**STATED PROBLEM:** Rewrite the listing below, replacing "thickest" with "widest" at each occurrence and leaving every other word unchanged.

**THE RECORDS:**
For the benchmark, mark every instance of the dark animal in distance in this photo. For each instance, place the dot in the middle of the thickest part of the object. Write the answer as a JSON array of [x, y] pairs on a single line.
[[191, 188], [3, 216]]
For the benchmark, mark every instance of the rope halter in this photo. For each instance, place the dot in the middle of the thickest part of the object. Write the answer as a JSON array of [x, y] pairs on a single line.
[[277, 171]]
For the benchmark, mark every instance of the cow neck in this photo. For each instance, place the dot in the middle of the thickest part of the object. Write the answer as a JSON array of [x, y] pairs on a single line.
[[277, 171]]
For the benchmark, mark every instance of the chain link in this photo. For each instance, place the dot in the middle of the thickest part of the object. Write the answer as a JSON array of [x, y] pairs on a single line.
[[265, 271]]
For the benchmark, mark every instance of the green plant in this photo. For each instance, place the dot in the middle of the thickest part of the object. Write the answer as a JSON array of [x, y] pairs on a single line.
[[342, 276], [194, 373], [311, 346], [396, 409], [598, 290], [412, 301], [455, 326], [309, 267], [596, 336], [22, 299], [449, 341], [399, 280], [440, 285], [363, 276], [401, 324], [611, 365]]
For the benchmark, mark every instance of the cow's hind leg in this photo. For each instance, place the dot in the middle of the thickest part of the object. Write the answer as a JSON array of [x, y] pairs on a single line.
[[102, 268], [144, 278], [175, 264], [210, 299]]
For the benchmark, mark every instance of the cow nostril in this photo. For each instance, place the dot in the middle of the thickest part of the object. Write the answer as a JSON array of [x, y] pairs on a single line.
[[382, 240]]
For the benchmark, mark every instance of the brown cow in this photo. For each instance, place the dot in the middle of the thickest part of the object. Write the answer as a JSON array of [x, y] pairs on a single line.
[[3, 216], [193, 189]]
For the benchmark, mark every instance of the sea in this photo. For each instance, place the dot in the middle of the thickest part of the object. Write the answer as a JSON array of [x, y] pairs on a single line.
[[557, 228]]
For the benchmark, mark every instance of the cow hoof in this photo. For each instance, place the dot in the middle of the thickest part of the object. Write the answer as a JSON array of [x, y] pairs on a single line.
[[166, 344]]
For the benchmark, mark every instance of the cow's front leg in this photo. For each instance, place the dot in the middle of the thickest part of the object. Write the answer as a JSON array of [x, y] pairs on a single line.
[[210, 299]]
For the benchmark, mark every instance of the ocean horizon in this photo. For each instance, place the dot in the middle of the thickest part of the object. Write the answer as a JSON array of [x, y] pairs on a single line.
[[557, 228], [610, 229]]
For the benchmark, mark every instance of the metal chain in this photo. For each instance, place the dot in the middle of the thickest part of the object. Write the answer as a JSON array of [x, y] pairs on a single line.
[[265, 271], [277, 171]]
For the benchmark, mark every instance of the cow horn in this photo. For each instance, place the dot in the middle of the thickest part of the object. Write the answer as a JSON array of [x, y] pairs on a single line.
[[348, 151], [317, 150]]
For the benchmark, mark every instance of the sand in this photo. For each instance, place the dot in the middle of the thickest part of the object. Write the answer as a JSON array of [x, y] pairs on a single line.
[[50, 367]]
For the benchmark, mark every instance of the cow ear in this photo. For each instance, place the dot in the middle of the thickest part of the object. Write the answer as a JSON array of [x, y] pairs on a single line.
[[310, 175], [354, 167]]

**CORRECT OUTPUT:**
For the benchmark, mark every instance of the dark animal in distance in this photo. For each instance, place the dot in the middle of the widest part of the object. Write the answer as a JSON array of [x, y] pairs on a single line.
[[191, 188], [3, 216]]
For the benchmark, mark every instance of the rope halter in this photo. For each instance, place the dot in the middle of the widest part of the object. Write the answer as a JSON array of [x, y] pairs on a single line.
[[277, 171]]
For the benchmark, mark every instance of the cow neck in this photo. For each instance, place the dot in the middle of the widest part of the object. Write the answer as a JSON array of [x, y] pairs on a single line.
[[277, 171]]
For the benchmark, mark every instance of the chain link in this photo. For each instance, place the dot in the middle of the widest part of the object. Write the answer as a JSON array of [x, y] pairs on a single line.
[[265, 271]]
For the benchmark, mark every instance of the green plant in this photo. For each instance, place the dot in the middle of the widest part of the object. Write the answer as a JSON array of [x, y] pairs on a single line.
[[342, 276], [194, 373], [311, 346], [396, 409], [598, 290], [412, 301], [455, 326], [309, 267], [596, 336], [22, 299], [449, 341], [399, 280], [440, 285], [363, 276], [401, 324], [611, 365]]
For the benchmark, mark every instance of the cow's hind leg in this photo. For each instance, place the dot in the middle of the widest part of the object. Write the answer as a JSON array of [x, y] pairs on a single line.
[[102, 268], [144, 278], [175, 264], [210, 299]]
For the benchmark, mark every instance of the cow nostril in this photo. For each instance, place the dot in the middle of the widest part of the object. Write the answer as a JSON array of [x, y] pairs on a single line.
[[382, 240]]
For the benchmark, mark every instance of the brown cow in this photo. For each instance, place the dot in the middle of the widest part of the object. Write the answer as a JSON array of [x, y] pairs on a single line.
[[3, 216], [193, 189]]
For the benchmark, mark every instance of the sea in this photo. For each instance, place the dot in the middle of the widest part of the object. Write the answer as a JSON array of [x, y] pairs on a single line.
[[557, 228]]
For the benchmark, mark every instance of the cow hoof in this photo. For each instance, place the dot in the middle of the widest part of the object. Write the answer as a JSON array of [x, y] pairs on a single line.
[[166, 344]]
For the benchmark, mark every instance of the cow's front leg in this photo. For each instance, place the dot in the middle of the widest part of the object. Write the answer as a JSON array of [x, y] pairs on a single line.
[[210, 299]]
For the benchmark, mark every instance of the ocean horizon in this photo. For each instance, place the dot in the middle of the widest part of the object. Write the answer as a JSON array of [x, y] pairs on a single line.
[[557, 228], [610, 229]]
For the benchmark, mark every instance of the metal chain in this photo. For each instance, place the dot in the middle of the widest part of the object. Write the answer as a JSON array of [x, y] pairs on a single line.
[[265, 271], [277, 171]]
For the benchmark, mark every instance of the cow horn in this photo. For each instance, place the dot in the middle of the widest part of the object. Write the answer as a JSON array of [x, y] pairs on a single line.
[[348, 151], [317, 150]]
For the benchmark, mark every instance of the sand in this photo. For each instance, place the dot in the middle of the widest part of the object. Write the answer as a JSON array of [x, y] pairs on a single line.
[[50, 367]]
For the benchmark, mark every instance of the cow ear in this photo. For each instance, place the dot in the middle of the widest part of the object. Write the answer as a JSON array of [x, y] pairs on a single line.
[[310, 175], [354, 167]]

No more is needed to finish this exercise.